**Exercise prompt:** Lines that include the string "foggy" are the ones to copy from the entries below.

--- Given entries Enclosed Below ---

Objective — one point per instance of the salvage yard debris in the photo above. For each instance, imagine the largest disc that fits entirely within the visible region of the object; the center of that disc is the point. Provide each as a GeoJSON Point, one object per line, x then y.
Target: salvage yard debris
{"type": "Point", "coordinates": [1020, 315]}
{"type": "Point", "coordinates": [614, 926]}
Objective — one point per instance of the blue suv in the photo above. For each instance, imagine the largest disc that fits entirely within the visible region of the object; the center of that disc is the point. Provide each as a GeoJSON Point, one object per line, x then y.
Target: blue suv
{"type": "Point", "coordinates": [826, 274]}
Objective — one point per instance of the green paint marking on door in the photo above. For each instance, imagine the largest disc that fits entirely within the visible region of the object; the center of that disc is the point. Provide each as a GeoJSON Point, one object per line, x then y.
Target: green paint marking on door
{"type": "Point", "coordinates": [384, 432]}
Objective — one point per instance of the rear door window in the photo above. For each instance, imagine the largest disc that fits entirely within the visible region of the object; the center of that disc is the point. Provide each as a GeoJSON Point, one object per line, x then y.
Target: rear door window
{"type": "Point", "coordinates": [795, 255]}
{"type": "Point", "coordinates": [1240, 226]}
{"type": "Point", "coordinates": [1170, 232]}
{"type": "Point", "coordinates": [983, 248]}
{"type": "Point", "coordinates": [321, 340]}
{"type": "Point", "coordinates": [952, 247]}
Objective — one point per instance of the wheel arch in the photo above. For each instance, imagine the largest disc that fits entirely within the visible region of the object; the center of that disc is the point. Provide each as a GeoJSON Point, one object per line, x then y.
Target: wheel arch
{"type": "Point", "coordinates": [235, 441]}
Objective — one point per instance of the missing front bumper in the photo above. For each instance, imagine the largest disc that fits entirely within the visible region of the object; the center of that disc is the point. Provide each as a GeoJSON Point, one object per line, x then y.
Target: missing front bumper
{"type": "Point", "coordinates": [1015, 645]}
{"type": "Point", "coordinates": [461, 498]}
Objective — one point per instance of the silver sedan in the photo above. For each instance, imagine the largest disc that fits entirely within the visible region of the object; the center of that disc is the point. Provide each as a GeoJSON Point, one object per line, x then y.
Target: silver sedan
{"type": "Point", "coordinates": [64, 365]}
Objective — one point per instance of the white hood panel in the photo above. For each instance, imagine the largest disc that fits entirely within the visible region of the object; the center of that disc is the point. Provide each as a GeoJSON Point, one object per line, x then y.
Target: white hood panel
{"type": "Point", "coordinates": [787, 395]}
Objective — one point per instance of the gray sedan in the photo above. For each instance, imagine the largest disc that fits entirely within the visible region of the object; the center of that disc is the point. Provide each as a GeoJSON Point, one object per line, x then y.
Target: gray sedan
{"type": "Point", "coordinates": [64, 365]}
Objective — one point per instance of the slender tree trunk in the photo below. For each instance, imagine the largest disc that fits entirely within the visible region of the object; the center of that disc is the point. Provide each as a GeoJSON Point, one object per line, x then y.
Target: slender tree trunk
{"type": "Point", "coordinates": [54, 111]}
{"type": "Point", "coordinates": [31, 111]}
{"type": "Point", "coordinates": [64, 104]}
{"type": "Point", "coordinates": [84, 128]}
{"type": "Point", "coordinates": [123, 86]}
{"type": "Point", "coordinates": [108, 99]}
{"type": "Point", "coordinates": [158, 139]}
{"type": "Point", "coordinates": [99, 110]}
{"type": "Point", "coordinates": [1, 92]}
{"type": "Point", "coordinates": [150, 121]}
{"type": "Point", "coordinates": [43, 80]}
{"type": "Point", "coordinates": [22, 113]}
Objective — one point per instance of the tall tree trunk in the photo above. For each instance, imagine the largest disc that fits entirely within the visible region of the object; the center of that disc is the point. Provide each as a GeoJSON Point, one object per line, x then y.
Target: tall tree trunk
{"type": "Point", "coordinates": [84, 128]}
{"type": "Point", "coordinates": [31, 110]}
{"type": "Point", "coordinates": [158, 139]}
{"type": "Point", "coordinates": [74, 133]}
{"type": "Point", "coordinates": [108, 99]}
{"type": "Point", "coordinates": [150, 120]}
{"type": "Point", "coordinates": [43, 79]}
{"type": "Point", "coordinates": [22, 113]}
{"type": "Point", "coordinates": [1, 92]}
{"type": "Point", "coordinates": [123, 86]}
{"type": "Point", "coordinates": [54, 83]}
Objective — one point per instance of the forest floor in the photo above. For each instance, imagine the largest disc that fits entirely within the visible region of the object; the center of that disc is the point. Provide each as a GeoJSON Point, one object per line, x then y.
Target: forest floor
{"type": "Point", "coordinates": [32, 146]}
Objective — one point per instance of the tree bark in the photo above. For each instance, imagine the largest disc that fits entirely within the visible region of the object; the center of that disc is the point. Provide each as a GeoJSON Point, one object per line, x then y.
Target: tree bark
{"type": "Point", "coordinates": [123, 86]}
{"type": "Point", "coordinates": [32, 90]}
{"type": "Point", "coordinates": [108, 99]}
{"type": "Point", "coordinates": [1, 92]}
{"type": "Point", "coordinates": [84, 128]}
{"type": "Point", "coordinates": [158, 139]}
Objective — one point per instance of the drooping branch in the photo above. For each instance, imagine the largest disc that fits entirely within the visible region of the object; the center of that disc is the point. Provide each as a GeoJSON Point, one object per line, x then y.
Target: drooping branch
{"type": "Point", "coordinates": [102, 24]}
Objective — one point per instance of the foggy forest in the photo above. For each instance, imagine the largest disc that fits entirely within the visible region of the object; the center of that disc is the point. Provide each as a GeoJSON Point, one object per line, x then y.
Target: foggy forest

--- End of Enclosed Given entries ---

**Worked solution:**
Objective — one point per instance of the foggy forest in the photo above. For each instance, imagine the largest disc that fits entirely within the visible region of the object; the center of that disc is the point. Provide each as a GeoJSON Point, one object per line, x then y.
Target: foggy forest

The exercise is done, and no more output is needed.